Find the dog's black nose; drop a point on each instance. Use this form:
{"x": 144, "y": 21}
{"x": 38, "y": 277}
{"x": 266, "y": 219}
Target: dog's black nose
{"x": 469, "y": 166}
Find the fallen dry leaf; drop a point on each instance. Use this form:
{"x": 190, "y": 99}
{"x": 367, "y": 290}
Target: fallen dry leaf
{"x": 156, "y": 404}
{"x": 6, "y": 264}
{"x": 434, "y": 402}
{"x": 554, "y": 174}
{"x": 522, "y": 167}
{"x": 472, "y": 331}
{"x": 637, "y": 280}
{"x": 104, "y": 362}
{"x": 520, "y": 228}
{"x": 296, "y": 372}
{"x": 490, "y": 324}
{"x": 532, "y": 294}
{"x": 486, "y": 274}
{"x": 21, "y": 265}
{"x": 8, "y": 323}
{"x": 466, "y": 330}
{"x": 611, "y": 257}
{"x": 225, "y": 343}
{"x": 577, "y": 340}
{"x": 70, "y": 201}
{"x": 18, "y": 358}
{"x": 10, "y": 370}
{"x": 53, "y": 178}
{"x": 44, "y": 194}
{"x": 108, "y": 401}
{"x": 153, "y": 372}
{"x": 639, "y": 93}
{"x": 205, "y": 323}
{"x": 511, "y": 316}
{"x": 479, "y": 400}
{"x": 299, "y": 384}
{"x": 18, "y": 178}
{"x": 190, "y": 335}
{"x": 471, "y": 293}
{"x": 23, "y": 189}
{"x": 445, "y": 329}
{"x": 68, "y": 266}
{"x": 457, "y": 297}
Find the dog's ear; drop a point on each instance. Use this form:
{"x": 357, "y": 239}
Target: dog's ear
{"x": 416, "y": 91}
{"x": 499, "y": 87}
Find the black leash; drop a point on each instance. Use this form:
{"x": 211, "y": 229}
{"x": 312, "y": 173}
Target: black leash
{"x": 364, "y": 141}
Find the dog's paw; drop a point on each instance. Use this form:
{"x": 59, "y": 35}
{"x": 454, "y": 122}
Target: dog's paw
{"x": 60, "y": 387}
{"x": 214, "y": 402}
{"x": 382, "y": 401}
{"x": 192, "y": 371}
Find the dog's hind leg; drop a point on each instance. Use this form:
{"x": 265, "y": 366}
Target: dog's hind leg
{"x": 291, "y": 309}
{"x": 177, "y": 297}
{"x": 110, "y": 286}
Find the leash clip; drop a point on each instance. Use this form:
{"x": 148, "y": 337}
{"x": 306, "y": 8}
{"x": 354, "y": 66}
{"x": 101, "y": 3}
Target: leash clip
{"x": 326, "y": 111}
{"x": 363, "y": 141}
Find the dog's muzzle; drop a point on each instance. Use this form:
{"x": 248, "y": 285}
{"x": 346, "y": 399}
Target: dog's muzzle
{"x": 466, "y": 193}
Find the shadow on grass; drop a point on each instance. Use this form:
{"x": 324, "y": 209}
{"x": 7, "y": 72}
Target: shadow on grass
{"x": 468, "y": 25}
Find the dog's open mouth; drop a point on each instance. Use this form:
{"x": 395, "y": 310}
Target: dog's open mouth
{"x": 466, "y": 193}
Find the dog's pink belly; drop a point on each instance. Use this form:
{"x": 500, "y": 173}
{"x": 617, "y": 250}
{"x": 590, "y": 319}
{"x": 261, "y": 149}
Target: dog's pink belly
::::::::
**PROBLEM STATEMENT**. Rewrite the records from the line with "Find the dog's open" through the end of the records, putting "white belly" wherever "pink belly" appears and leaving everything else unchanged.

**TASK SOLUTION**.
Find the dog's open mouth; drop a point on each instance. Use this form:
{"x": 395, "y": 310}
Target: dog's open mouth
{"x": 466, "y": 193}
Find the dog's white belly; drop a point on each instance. Use this form:
{"x": 500, "y": 173}
{"x": 617, "y": 250}
{"x": 590, "y": 319}
{"x": 261, "y": 149}
Target: dog's white belly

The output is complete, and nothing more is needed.